▶ _Collection entries_
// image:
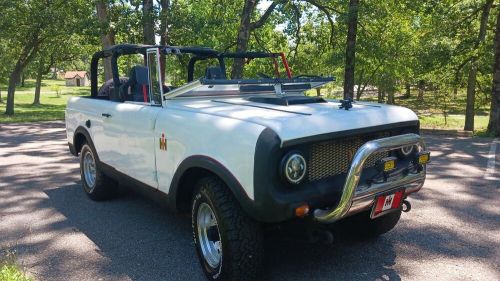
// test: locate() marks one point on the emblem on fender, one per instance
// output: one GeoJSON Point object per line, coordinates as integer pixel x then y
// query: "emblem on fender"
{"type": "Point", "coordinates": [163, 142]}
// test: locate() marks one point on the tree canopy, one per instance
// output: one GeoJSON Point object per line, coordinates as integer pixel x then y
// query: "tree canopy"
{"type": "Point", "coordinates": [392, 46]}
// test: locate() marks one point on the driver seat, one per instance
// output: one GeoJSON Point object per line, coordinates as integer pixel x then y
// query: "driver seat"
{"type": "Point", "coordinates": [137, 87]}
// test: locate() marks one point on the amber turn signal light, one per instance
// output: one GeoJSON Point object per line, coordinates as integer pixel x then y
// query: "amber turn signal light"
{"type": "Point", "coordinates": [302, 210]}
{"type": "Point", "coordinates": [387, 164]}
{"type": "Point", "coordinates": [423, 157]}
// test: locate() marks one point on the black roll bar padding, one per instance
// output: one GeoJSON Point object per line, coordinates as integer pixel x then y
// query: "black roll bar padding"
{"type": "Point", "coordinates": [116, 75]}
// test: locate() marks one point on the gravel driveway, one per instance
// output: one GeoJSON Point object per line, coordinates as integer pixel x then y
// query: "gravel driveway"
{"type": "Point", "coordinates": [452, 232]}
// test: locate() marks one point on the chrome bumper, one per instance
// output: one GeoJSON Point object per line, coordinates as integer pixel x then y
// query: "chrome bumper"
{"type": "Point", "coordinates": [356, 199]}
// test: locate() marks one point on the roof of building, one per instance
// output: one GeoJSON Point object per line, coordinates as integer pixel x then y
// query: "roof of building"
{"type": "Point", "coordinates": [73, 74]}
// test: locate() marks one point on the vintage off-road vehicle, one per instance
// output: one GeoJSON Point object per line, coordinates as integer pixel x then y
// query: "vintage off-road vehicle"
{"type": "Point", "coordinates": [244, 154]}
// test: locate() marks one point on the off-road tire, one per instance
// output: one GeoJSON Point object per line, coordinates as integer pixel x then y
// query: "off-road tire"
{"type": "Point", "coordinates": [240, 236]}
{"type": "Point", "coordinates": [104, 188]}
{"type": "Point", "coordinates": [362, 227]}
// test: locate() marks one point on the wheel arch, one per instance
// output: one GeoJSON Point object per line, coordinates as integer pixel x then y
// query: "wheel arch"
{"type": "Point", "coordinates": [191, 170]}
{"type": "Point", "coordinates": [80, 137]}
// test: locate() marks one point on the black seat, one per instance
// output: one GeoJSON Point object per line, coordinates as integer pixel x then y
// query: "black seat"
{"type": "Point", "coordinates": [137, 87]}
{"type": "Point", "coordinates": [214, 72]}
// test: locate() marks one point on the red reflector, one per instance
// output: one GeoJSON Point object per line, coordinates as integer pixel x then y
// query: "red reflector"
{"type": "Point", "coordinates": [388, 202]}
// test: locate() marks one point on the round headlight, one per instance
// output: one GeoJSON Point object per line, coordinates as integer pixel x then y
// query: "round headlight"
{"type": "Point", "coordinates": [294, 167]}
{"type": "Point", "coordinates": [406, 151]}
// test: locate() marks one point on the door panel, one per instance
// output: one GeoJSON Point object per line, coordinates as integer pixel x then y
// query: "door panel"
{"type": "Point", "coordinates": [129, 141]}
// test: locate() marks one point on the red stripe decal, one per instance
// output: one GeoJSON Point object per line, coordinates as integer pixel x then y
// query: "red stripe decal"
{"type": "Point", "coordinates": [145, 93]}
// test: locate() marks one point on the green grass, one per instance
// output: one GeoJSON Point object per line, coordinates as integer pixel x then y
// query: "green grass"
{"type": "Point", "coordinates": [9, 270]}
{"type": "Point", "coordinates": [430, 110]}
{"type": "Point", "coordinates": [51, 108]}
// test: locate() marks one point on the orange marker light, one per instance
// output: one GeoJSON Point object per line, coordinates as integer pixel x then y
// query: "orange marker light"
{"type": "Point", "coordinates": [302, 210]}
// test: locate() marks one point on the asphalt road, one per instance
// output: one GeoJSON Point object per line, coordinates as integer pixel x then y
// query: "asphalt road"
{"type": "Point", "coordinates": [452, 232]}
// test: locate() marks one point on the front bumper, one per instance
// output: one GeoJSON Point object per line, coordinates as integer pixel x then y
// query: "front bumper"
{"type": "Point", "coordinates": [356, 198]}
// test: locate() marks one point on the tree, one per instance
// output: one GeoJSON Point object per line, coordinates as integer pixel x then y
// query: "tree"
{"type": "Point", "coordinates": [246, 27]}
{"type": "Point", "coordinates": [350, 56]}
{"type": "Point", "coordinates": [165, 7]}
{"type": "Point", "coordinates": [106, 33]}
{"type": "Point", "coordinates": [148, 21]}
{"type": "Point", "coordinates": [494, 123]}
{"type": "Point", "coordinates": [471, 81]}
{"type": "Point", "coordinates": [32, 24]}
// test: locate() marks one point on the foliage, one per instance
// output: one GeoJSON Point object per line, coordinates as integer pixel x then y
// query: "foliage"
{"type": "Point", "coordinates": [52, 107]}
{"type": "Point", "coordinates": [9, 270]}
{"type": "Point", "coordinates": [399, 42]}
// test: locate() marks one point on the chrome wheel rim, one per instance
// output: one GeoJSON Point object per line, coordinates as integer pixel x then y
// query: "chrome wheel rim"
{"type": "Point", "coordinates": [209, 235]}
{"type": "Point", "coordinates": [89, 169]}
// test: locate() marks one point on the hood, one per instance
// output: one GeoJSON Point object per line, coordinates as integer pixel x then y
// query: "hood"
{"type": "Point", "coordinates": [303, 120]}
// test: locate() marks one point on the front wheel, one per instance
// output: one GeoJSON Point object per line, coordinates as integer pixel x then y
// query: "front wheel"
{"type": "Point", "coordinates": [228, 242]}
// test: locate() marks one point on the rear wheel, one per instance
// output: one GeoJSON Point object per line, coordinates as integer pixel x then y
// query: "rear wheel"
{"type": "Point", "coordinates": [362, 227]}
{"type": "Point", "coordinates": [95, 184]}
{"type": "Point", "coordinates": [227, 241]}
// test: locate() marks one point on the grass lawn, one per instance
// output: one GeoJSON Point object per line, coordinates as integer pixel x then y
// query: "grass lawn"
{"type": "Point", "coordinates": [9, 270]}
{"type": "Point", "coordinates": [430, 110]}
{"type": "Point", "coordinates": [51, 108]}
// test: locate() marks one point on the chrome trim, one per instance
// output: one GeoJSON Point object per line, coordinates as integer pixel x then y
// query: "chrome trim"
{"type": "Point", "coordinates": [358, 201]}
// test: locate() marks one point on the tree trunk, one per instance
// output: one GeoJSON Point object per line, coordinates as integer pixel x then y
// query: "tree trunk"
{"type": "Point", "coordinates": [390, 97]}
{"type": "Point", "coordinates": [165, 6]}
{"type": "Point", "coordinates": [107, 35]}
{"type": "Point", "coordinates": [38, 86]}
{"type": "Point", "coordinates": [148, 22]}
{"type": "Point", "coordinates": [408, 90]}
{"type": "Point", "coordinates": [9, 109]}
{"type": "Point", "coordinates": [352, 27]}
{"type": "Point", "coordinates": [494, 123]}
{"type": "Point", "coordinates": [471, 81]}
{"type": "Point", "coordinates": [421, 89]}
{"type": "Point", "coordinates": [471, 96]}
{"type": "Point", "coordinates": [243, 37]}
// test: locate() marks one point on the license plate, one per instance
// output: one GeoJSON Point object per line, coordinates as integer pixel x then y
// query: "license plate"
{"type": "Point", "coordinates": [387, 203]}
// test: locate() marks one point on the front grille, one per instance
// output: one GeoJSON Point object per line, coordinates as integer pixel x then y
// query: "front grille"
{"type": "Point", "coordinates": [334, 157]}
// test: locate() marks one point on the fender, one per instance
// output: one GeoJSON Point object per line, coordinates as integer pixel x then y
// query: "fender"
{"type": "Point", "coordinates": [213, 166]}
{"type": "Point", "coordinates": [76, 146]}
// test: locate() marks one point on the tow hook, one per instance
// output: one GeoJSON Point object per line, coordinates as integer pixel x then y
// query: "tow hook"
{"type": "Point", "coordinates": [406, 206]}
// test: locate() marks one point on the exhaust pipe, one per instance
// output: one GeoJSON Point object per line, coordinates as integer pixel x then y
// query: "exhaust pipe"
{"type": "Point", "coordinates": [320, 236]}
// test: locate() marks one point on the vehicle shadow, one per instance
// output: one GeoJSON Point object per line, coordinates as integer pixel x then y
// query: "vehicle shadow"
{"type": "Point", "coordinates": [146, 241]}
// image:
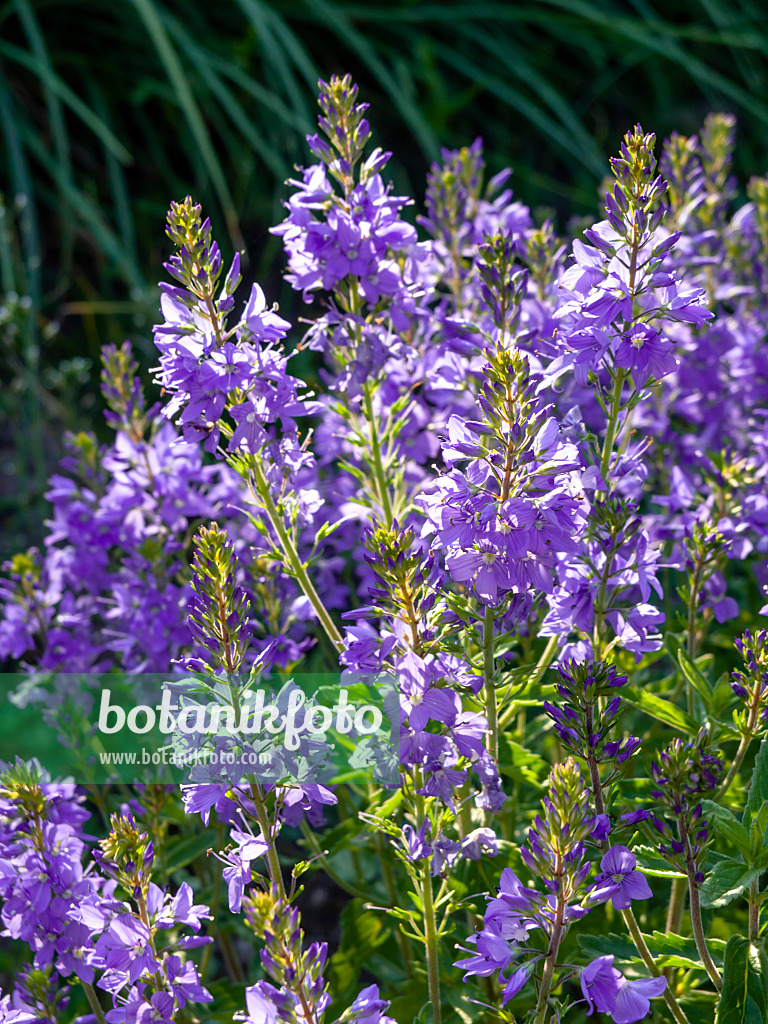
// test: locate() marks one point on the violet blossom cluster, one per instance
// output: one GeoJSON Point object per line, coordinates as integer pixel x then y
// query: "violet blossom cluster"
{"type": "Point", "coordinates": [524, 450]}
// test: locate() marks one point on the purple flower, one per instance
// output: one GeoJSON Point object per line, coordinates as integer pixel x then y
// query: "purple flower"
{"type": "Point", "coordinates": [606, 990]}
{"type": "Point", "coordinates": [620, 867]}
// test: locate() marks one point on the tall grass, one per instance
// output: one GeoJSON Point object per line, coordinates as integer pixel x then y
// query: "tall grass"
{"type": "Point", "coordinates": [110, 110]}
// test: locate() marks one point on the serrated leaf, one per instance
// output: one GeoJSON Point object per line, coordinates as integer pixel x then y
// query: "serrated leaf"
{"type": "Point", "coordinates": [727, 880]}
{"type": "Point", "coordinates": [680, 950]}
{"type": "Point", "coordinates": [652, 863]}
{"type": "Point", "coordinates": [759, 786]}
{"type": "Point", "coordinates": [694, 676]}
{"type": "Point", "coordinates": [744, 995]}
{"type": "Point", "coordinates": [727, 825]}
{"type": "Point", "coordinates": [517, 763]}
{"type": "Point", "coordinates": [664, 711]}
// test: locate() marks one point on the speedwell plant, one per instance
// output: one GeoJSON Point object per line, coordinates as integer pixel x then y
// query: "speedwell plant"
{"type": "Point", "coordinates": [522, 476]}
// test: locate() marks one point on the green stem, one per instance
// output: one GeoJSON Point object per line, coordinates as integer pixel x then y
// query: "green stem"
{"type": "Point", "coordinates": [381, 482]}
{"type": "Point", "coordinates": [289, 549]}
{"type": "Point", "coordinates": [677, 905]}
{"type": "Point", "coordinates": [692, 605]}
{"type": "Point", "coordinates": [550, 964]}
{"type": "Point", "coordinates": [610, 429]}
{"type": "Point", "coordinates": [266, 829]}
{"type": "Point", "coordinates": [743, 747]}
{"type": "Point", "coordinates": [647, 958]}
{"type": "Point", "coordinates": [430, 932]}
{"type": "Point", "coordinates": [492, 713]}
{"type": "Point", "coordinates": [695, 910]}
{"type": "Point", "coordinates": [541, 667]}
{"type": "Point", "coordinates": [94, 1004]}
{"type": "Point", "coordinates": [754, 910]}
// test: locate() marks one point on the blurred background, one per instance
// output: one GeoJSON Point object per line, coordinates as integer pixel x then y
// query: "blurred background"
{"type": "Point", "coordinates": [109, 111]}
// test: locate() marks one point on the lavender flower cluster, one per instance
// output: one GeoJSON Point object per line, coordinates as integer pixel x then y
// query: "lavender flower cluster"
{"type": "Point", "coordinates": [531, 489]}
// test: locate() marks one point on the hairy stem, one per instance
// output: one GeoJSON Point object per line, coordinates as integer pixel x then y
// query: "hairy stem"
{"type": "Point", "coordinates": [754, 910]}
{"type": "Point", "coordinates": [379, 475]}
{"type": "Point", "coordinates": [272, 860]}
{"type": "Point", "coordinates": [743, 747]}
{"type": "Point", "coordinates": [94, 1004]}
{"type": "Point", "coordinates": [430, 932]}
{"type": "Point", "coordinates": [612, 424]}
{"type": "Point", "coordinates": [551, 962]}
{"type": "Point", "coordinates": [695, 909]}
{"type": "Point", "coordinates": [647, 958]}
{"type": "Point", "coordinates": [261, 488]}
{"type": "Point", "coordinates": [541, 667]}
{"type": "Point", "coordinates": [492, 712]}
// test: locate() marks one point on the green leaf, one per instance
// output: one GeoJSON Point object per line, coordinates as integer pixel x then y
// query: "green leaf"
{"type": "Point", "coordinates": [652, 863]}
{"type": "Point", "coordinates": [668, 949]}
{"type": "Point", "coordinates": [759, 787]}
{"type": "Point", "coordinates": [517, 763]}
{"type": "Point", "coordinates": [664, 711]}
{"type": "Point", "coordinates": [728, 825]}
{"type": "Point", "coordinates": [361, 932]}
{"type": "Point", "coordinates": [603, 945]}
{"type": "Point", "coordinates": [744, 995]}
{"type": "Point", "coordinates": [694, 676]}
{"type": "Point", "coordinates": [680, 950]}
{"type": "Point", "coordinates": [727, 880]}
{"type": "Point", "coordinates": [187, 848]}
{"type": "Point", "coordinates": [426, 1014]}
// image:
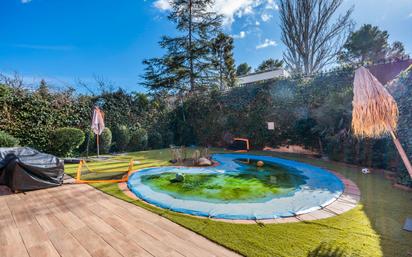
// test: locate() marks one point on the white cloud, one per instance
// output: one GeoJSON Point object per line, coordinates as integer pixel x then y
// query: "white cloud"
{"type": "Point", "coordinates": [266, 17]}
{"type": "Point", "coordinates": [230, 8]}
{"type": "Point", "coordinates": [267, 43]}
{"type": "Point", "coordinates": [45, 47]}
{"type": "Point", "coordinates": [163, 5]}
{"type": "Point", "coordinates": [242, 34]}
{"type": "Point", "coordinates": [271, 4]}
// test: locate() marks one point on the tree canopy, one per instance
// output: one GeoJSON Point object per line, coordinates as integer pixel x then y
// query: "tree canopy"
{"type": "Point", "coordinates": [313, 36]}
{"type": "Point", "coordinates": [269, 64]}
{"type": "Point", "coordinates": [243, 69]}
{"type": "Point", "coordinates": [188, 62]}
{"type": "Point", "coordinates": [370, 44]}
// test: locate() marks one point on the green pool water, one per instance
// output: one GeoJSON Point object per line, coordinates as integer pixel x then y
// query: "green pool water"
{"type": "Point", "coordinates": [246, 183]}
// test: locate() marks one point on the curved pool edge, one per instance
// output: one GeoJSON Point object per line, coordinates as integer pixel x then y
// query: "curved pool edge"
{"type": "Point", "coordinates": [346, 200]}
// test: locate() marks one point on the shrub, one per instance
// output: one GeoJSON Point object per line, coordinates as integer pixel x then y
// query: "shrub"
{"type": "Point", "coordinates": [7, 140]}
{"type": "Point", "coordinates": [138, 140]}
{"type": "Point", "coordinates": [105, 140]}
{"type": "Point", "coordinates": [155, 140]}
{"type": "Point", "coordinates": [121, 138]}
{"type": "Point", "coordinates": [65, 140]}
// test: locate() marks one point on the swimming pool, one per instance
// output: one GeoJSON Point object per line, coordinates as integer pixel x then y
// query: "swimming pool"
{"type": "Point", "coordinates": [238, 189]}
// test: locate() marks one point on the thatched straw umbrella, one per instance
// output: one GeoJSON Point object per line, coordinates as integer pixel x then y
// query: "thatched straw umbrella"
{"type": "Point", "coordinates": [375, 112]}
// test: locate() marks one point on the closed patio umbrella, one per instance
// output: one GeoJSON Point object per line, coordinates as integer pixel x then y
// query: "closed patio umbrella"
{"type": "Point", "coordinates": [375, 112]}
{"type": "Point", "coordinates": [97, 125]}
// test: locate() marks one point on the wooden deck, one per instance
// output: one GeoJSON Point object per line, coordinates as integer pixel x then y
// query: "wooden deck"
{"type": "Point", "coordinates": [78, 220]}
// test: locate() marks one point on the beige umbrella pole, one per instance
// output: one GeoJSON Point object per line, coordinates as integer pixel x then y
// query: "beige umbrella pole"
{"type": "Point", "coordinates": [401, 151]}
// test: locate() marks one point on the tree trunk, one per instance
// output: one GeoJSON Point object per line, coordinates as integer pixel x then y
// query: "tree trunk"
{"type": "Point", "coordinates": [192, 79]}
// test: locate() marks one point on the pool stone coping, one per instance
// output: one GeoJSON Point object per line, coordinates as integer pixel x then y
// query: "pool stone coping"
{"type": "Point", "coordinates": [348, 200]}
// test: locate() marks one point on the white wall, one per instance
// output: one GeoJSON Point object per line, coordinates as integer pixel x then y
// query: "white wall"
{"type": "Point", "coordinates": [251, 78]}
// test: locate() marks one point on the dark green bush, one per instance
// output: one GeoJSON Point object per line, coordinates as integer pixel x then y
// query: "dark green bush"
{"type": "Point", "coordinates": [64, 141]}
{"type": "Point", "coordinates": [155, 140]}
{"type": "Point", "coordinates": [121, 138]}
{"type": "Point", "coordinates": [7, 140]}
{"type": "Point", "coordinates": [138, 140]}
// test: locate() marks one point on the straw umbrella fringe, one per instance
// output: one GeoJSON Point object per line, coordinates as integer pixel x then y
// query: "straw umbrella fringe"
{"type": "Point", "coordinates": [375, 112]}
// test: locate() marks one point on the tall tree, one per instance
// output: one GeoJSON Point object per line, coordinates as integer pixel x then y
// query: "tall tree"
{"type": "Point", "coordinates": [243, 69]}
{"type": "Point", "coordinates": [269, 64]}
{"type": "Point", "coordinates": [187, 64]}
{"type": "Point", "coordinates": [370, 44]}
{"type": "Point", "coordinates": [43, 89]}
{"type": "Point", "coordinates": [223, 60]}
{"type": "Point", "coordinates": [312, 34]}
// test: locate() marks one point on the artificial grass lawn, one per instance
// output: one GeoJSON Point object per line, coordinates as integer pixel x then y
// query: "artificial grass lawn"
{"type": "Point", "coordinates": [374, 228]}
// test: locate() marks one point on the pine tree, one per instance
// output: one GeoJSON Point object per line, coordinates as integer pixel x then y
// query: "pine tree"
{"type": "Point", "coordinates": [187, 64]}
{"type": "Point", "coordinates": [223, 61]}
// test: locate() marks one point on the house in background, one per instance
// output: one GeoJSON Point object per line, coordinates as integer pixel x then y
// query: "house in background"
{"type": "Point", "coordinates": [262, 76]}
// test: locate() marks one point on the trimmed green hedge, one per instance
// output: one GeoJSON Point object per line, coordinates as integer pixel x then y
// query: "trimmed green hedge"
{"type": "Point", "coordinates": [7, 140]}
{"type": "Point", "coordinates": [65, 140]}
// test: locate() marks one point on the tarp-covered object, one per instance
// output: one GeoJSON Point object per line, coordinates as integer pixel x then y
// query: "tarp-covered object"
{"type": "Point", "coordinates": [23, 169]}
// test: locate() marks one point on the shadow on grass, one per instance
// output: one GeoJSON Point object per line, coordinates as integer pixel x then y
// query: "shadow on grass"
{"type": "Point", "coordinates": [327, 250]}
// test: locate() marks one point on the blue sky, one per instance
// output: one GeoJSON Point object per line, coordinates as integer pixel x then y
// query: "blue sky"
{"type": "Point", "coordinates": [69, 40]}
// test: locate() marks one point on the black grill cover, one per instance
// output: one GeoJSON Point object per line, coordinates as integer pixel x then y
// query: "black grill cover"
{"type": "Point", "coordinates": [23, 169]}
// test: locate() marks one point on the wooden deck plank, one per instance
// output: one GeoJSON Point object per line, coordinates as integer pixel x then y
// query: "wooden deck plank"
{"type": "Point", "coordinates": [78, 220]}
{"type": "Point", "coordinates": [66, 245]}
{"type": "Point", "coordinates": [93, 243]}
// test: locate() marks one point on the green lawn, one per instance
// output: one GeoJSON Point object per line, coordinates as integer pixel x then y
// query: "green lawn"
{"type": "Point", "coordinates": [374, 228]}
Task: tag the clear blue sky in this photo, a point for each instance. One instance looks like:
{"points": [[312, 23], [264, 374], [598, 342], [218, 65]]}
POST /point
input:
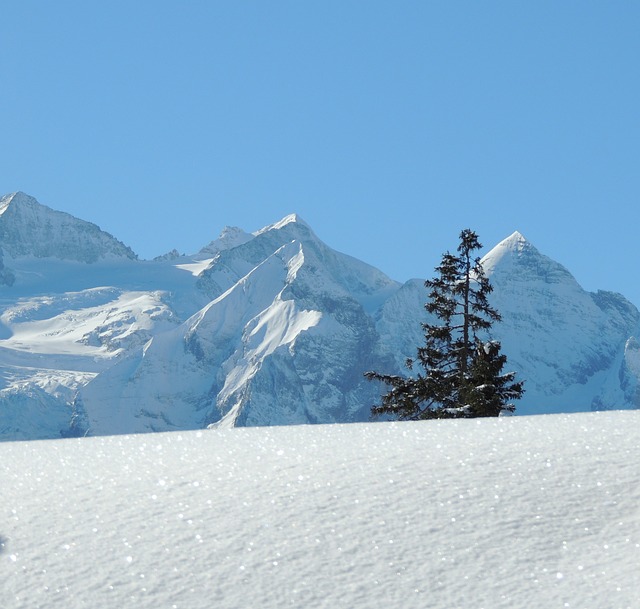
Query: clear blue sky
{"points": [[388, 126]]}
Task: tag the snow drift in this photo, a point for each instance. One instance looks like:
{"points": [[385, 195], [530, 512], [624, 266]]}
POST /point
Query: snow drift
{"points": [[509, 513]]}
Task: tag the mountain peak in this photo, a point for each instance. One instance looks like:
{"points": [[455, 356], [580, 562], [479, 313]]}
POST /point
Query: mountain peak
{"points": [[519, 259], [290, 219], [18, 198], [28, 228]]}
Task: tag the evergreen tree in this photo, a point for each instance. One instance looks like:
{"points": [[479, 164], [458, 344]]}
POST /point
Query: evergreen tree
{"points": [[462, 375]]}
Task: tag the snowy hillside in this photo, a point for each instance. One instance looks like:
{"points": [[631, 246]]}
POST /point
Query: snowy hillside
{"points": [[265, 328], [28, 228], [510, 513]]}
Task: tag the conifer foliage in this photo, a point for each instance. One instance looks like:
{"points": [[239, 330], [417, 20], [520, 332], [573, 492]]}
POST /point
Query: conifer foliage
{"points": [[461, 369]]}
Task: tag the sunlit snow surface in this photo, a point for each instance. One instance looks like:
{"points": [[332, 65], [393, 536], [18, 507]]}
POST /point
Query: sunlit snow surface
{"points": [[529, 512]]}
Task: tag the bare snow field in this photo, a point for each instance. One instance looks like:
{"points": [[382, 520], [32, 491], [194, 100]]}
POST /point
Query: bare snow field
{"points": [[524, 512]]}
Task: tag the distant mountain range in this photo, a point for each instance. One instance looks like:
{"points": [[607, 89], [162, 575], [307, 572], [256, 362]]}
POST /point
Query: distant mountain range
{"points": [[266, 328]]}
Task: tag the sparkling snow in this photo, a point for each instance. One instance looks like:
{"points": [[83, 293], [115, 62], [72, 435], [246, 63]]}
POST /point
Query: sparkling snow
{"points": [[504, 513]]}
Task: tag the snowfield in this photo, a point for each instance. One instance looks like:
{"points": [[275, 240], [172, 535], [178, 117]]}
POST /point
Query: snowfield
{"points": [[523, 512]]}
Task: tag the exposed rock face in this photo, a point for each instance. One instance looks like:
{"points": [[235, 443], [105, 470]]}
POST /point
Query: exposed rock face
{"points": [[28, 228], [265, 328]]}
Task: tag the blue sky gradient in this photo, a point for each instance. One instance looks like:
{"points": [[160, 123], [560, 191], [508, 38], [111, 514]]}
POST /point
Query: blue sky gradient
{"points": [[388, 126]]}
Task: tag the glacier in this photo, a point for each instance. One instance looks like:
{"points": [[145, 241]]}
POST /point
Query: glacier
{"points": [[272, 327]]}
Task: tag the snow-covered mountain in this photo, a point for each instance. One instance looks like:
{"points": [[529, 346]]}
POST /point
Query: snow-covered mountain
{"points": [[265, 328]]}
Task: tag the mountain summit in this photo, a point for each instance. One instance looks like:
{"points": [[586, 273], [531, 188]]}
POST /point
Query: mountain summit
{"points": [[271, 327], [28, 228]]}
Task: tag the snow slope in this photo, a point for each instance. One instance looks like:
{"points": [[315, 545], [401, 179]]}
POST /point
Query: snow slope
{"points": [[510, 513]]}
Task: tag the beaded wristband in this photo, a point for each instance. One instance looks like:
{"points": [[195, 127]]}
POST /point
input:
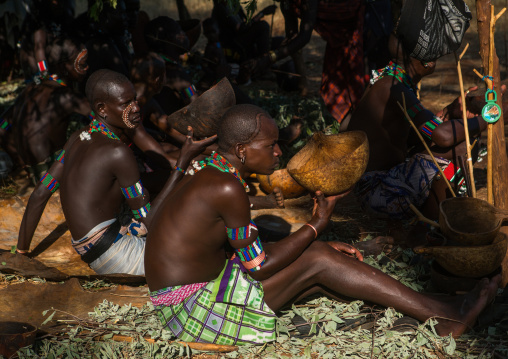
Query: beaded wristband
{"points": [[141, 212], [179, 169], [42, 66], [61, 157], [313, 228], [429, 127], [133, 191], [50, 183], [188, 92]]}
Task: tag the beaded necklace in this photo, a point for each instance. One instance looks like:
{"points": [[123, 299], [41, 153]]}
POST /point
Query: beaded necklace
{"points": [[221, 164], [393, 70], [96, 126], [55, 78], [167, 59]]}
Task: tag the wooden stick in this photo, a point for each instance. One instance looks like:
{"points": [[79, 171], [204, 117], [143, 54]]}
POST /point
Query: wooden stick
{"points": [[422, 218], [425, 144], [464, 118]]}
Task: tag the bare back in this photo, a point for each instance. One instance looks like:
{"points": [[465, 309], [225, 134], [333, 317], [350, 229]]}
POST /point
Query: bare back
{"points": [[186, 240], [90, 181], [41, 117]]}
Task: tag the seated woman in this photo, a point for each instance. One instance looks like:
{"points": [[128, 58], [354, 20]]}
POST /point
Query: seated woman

▶ _Task objective_
Leave out every picture, and write out exactly the lines from the one bearing "Task: tag the glacier" through the final line.

▶ _Complete answer_
Task: tag the glacier in this photo, a point for each instance. One instance looks like:
{"points": [[145, 241]]}
POST /point
Query: glacier
{"points": [[272, 327]]}
Task: tag the snow-covered mountain in this photo, a point for each instance. One instance looks like:
{"points": [[529, 346]]}
POST /point
Query: snow-covered mountain
{"points": [[265, 328]]}
Task: tag the mountain summit in this photo, a point for each instance. One instance looks like:
{"points": [[586, 273], [531, 188]]}
POST /point
Query: mountain summit
{"points": [[271, 327], [28, 228]]}
Task: tag the snow slope in this photo, a point for each instance. One instance looks like:
{"points": [[315, 545], [401, 179]]}
POST /point
Query: snow slope
{"points": [[510, 513]]}
Task: tag the beaded wristband in this photo, a point for each instance. One instance looks like:
{"points": [[195, 127]]}
POST /point
input:
Query: beaded wristband
{"points": [[141, 212], [179, 169], [42, 66], [61, 157], [313, 228], [429, 127], [133, 191], [50, 183], [188, 92]]}
Task: tag the beaded necklace in this photo, a point for each instance. One instance looks like:
{"points": [[123, 299], [41, 153]]}
POST /point
Query: beaded necklace
{"points": [[221, 164], [393, 70], [96, 126], [55, 78], [167, 59]]}
Task: tag the wooden stick in this photo, a point for each instance. One instance looks like:
{"points": [[79, 171], [204, 117], [143, 54]]}
POST /point
Query: wooden stick
{"points": [[422, 218], [425, 144], [464, 118]]}
Task: tag the bare back in this photo, a point for each instance. One instance looks like:
{"points": [[465, 309], [225, 134], [333, 317], [350, 229]]}
POST /point
Query: bare back
{"points": [[186, 240], [90, 181], [41, 117]]}
Task: tag the seated woman in this photo, a point for each instance. One instance looks like:
{"points": [[128, 58], [354, 20]]}
POST /point
Query: seated woman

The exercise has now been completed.